» **TEXT PROVIDED**:
>>

# OBT is arboreal or terrestrial?



## Pacmaster (Mar 24, 2009)

Mine is both!
Lives in a vertical web that extends into the substrate and runs horizontally.
It is L shaped with the horizontal part extending daily.
I have noticed that the OBT atacks quicker and eats more when the roach enters from the bottom, but it will still take a roach from the forceps thru the feeding door directly over the top opening of the web.











In the looking-down shot, it was there then the camera scared it down to the corner where its outta sight from any angle . . . sorry, but cool web, huh?


----------



## Yanose (Mar 24, 2009)

from what I understand these guys are semiaborial and oppertunistic burrowers in other words they do what ever they want. Realy tough little T's. However I can't say for certian as my obt sling just uses a hide that I set up for him/her and luckly the orange little devil has not yet webbed up all and sundry so I can leave out a small shallow water dish he is only about an 1.5" and he is my first OW so can only tell you what I have read hear on the boards.


----------



## carl (Mar 24, 2009)

mine decided that it is an arboreal t... another observation my obt would destroy its web once in a while and would make another one at the same exact spot. weird


----------



## Pacmaster (Mar 24, 2009)

I hve never seen mine on the substrate, but I always catch it climbing.
I love my OBT, its lightning fast and fairly aggressive.

I guess I wasnt really asking that question as much as I was showing off its beautiful web . . .


----------



## RoachGirlRen (Mar 24, 2009)

What Yanose said; these guys aren't picky, they seem to do a little bit of both and will happily take up shop in everything from self-made burrows to webbing up branches to pre-made hides. Most suggestions I've seen here for enclosures point in the direction of a set-up permitting for both climbing and burrowing. 

I gave my adult a set-up that has both climbing room and digging space, and provided a corkbark tube at a diagonal that goes from nearly the top of the tank to well below the dirt. She's lived in there ever since. I have two slings as well who had burrows when I received them, but when I added something vertical, they webbed up its side and made a combination burrow/web-tunnel from it.


----------



## TarantulaTeen (Oct 2, 2010)

*My obt*

Whats up.
Well my tarantula is a mixture of both. It dug a burrow and then made a vertical tunnel of web on the conner of its tank. The only time it comes out is when it throw aways its crickets remains and I can see her clearly in her burrow tunnel.
She usally stays in her tunnel than her burrow unless eating.
Thats all.


----------



## WARPIG (Oct 2, 2010)

With attitude like they have, they are what they wanna be


PIG-


----------



## Ceratogyrus (Oct 2, 2010)

I have seen them in the wild, and found them in both burrows in the ground aswell as under bark on trees, so seems they are both/either.

<<

» **RECORDED INFORMATION**:
>>

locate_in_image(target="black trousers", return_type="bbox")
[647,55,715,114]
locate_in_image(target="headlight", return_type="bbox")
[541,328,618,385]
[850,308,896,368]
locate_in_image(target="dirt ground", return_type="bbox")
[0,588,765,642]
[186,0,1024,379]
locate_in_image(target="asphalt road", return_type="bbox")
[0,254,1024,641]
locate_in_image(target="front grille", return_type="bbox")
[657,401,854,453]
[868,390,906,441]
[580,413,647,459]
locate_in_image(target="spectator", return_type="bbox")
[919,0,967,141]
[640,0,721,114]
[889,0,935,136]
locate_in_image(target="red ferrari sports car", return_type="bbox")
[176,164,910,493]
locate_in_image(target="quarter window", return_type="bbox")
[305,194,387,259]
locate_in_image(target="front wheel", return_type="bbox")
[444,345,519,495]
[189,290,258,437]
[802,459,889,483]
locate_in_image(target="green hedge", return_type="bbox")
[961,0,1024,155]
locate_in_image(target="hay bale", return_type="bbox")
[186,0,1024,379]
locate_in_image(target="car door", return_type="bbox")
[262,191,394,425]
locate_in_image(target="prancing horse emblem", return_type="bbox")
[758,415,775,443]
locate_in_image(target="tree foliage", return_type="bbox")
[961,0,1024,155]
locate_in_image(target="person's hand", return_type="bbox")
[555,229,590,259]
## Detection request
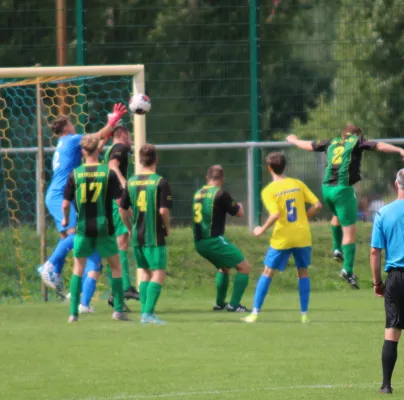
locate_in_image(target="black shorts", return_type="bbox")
[384,268,404,329]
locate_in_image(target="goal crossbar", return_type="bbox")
[0,64,144,79]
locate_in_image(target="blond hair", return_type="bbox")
[80,135,100,155]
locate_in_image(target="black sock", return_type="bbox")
[382,340,398,386]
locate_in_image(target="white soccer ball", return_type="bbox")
[129,93,151,115]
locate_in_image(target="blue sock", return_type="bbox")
[48,234,76,274]
[81,276,97,307]
[299,277,310,313]
[253,275,272,312]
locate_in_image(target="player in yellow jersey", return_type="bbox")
[242,152,322,323]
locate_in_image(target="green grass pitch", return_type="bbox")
[0,224,396,400]
[0,290,398,400]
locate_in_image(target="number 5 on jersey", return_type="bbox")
[136,190,147,212]
[194,203,202,224]
[80,182,102,203]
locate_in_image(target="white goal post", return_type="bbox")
[0,64,146,171]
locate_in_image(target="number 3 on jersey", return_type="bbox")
[286,199,297,222]
[194,203,202,224]
[136,190,147,212]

<<

» **DO THIS**:
Repeat everything in the thread on whether the OBT is arboreal or terrestrial from "Well my tarantula" down to "her burrow tunnel.", word for word. The listing was drawn from a separate source.

» **RESULT OF THIS EXERCISE**:
Well my tarantula is a mixture of both. It dug a burrow and then made a vertical tunnel of web on the conner of its tank. The only time it comes out is when it throw aways its crickets remains and I can see her clearly in her burrow tunnel.